掲載本文
--
2020年10月7日水曜日

吉祥天再訪

   当尾の郷(とおののさと)散策のゴールは浄瑠璃寺にした。

   丁度秘仏『吉祥天女像』が開扉されていたので入堂した。久しぶりに「一度は見たい日本の秘仏五選(の内の1体)」にご対面したが、俗な感想を言えば”ほどほどの古色”が何とも言えずすばらしかった。掲載の写真は撮影したものではなくパンフレットのコピーである。絶世の美女というキャッチコピーも肯ける。

 パンフレットには「平和を授ける幸福の女神」という文章も入っていたが、私はその「平和」の二文字に浄瑠璃寺らしさを感じた。4年前に亡くなった先代の佐伯快勝師は蜷川府政の下で京都府教育委員を務められたり、その後も九条の会や平和と民主主義の運動に力を発揮されていた。私も度々講演などで話を伺った。なお、奈良の西大寺の宗務長もされていた。

 そんなもので本堂入口には『憲法9条にノーベル平和賞を』の署名簿もあったり、そのほかにも現世の種々の困難を支援するカンパや宣伝物もあった。
--
提供データ
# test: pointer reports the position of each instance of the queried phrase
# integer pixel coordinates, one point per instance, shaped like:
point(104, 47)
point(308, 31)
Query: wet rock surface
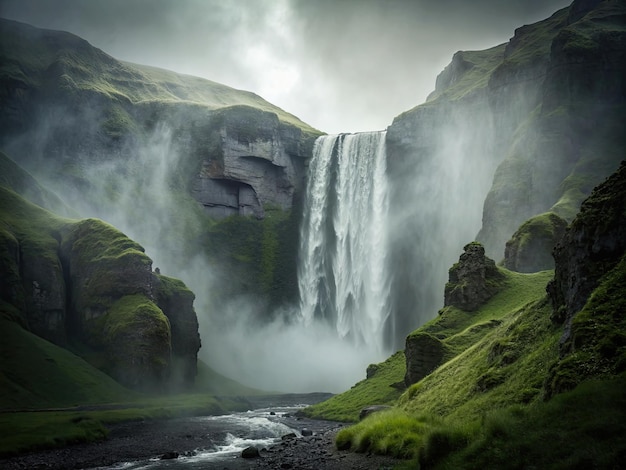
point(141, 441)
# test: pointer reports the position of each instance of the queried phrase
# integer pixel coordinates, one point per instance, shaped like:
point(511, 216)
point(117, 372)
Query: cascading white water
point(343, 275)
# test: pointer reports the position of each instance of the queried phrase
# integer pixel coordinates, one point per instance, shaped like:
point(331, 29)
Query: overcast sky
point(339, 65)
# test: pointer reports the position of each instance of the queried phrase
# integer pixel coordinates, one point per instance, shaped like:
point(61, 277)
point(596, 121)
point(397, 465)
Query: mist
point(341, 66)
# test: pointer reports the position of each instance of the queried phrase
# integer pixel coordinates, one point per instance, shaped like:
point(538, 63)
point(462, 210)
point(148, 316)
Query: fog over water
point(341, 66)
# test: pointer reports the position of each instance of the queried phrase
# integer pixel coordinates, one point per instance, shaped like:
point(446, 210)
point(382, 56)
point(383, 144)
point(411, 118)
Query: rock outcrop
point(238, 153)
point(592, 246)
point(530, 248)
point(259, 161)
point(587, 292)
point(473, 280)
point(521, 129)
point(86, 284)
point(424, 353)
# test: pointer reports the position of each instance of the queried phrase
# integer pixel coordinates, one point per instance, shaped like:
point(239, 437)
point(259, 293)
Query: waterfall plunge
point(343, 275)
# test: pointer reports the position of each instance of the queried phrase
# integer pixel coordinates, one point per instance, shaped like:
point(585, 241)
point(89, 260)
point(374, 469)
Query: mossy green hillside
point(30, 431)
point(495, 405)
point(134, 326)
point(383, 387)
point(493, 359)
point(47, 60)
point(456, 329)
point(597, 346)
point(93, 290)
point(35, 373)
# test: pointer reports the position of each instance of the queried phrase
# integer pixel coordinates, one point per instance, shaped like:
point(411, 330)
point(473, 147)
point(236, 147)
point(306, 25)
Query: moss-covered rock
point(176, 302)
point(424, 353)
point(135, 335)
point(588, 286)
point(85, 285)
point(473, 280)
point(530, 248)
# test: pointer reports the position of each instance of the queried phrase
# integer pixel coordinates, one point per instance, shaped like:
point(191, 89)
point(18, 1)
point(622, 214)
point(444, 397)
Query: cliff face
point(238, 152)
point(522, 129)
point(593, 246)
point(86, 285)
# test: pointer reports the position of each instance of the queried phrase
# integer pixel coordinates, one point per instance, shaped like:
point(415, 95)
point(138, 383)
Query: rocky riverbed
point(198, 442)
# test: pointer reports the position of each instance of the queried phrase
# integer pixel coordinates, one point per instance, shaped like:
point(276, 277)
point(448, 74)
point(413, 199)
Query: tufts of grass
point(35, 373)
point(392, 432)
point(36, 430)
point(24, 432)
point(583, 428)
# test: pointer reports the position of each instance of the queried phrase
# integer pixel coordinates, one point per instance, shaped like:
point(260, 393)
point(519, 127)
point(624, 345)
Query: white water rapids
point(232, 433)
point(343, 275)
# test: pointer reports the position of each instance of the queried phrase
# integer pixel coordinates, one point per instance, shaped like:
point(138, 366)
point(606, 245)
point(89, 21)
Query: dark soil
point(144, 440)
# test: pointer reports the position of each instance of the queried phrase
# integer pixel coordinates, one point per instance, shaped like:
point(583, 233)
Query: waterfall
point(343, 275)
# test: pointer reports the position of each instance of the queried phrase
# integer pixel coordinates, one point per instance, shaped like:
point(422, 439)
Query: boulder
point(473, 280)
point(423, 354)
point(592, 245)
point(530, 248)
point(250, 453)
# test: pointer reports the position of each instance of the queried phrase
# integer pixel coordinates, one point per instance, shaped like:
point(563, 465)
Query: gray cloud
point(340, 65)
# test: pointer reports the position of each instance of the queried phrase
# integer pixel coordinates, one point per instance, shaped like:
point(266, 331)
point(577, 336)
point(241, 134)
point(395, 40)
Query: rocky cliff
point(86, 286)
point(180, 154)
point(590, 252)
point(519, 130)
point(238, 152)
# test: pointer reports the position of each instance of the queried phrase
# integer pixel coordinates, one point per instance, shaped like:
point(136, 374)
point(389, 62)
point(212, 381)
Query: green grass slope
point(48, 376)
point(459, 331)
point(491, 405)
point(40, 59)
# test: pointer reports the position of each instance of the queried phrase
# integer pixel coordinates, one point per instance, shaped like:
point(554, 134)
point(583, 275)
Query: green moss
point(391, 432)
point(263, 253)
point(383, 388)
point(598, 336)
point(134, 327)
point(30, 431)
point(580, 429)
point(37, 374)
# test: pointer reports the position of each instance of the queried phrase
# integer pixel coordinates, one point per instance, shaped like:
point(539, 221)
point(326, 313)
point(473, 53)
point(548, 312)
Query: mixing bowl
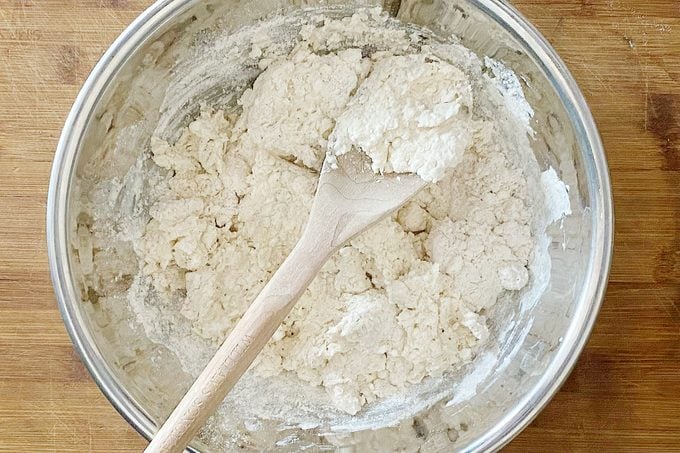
--
浄瑠璃寺の吉祥天を扱った文章の「パンフレットには「平和を授け」から「西大寺の宗務長もされていた。」まで(両端を含む)を、「講演」を「法話」に置き換えて書き改めよ。

記述解答
パンフレットには「平和を授ける幸福の女神」という文章も入っていたが、私はその「平和」の二文字に浄瑠璃寺らしさを感じた。4年前に亡くなった先代の佐伯快勝師は蜷川府政の下で京都府教育委員を務められたり、その後も九条の会や平和と民主主義の運動に力を発揮されていた。私も度々法話などで話を伺った。なお、奈良の西大寺の宗務長もされていた。